*** EXERCISE TEXT Section Begins ***

Thursday, April 01, 2010


Today is my anniversary—fifteen years to the day since my first day of work at the Hope Foundation of Alberta. I thought it would be a good idea to write on this blog about what I have learned during those fifteen years. If you’ve noticed that I haven’t written on the blog for quite a while now, that’s why. I was trying to write what I’ve learned in fifteen years. The more I wrote, the less ready I was to put it out there. Writing is like that sometimes.
I have learned to be very grateful for research. I started work at the Hope Foundation with a good foundation of experience and training in counselling and a belief in the idea of hope. I couldn’t have said it then, but Dr. Denise Larsen’s interpersonal process research in hope and counselling has given me the language to explain that the work that came naturally to me when I started this job was implicitly hopeful. The counselling practice that Dr. Ronna Jevne was hoping we could develop would be explicitly related to hope.

*** EXERCISE TEXT Section Ends ***

TASK SET.
• A. Reproduce word for word the part of the blog post about fifteen years at the Hope Foundation that opens with the words containing "Today is my" and closes with "like that sometimes.".
• B. Continue the blog post about fifteen years at the Hope Foundation, starting after its last sentence.
The lines that come next are separate material, not part of the blog post about fifteen years at the Hope Foundation.

*** EXTRACTED ENTRIES Section Begins ***

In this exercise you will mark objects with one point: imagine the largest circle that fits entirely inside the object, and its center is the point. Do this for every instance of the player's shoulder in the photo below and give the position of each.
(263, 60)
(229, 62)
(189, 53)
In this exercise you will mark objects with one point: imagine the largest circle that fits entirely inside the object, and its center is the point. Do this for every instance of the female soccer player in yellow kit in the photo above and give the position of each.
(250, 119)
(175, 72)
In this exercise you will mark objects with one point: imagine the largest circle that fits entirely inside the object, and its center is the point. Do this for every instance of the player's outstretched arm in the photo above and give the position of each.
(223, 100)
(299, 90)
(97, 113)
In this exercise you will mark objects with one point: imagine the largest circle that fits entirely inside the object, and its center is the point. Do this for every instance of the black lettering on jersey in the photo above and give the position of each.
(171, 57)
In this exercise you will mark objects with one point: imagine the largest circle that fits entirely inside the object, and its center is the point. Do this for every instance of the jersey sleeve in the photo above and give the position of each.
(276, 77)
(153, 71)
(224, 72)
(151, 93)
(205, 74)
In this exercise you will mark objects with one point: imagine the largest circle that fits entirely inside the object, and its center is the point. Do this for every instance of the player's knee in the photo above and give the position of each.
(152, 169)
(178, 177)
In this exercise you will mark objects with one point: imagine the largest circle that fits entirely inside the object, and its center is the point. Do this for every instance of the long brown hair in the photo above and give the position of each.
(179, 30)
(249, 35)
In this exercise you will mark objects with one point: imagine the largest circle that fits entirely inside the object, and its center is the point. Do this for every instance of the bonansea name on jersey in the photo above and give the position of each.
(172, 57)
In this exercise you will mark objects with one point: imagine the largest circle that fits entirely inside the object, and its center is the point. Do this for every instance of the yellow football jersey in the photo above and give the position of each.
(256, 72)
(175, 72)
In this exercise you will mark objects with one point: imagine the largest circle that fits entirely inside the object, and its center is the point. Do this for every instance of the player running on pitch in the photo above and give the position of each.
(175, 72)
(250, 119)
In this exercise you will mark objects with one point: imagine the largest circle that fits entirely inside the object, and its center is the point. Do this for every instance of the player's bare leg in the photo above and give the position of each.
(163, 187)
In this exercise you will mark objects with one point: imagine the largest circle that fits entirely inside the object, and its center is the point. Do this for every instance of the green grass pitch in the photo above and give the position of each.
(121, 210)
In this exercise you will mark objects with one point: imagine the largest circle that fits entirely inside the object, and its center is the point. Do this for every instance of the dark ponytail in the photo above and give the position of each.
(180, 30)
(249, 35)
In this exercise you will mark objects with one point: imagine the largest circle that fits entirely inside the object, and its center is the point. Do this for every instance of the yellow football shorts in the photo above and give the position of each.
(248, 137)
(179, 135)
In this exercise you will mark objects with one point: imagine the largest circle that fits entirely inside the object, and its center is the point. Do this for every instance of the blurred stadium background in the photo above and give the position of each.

*** EXTRACTED ENTRIES Section Ends ***
*** EXTRACTED ENTRIES Section Begins ***

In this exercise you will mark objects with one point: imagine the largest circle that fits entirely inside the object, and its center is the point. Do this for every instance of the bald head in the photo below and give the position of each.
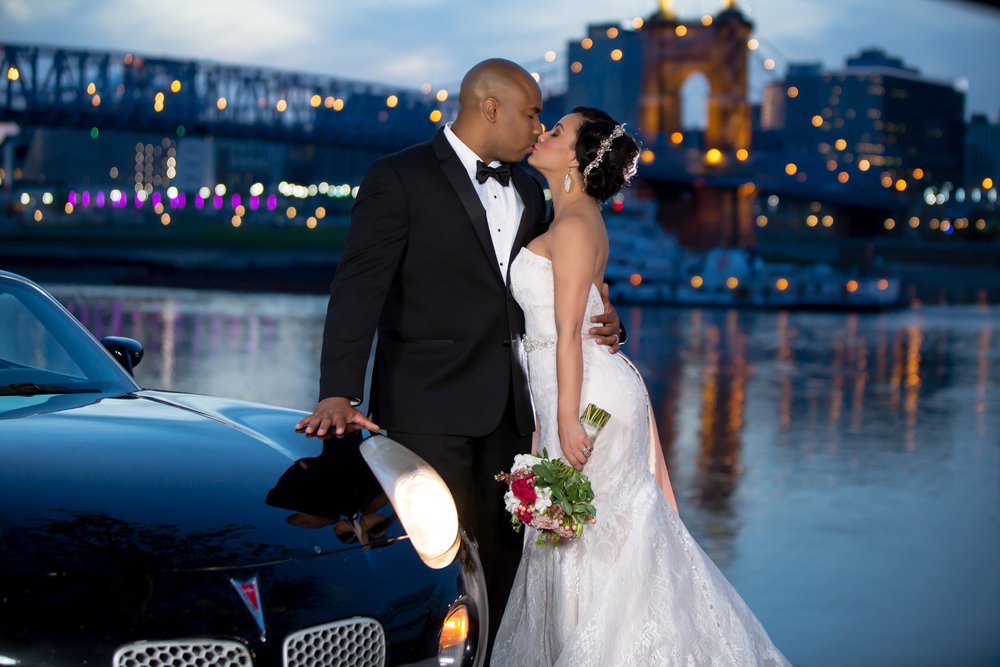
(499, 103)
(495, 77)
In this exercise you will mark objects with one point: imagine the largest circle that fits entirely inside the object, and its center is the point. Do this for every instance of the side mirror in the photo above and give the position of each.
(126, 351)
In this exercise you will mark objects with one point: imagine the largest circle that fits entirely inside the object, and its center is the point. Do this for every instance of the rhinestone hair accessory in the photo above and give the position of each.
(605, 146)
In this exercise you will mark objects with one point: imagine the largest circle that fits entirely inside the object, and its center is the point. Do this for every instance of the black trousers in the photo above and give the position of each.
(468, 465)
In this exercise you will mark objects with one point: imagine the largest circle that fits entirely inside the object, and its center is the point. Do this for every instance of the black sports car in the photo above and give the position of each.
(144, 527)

*** EXTRACTED ENTRIES Section Ends ***

RESPONSES.
• A.
Today is my anniversary—fifteen years to the day since my first day of work at the Hope Foundation of Alberta. I thought it would be a good idea to write on this blog about what I have learned during those fifteen years. If you’ve noticed that I haven’t written on the blog for quite a while now, that’s why. I was trying to write what I’ve learned in fifteen years. The more I wrote, the less ready I was to put it out there. Writing is like that sometimes.

• B.
I couldn’t have said it simply in 1995, but Brunincks and Mal’s research on common understandings of the distinction between hope and other positive affective states has given me the language teaching tools to show other professionals some useful tricks for thinking about the differences between wishes, hopes and goals. I figure that one piece of research has probably saved me hundreds of hours of struggling to defend the use of explicit hope language.
I couldn’t have said it in 1995, couldn’t have explained it really clearly even last year, but Sharon Schultz’s observation in the research evaluation of our group work with parents who have FASD has put into words a phenomenon I noticed in the first couple of weeks of being here. People are so much bigger than their problems. When you do an investigation of their lives using the tools that make hope explicit and strengths apparent, those people become three-dimensional. You start to think that you have hope for this person. You start to think that a person with so much strength really will be all right, even with this big problem. Once you start to believe that, there’s a better chance that they start to believe it too.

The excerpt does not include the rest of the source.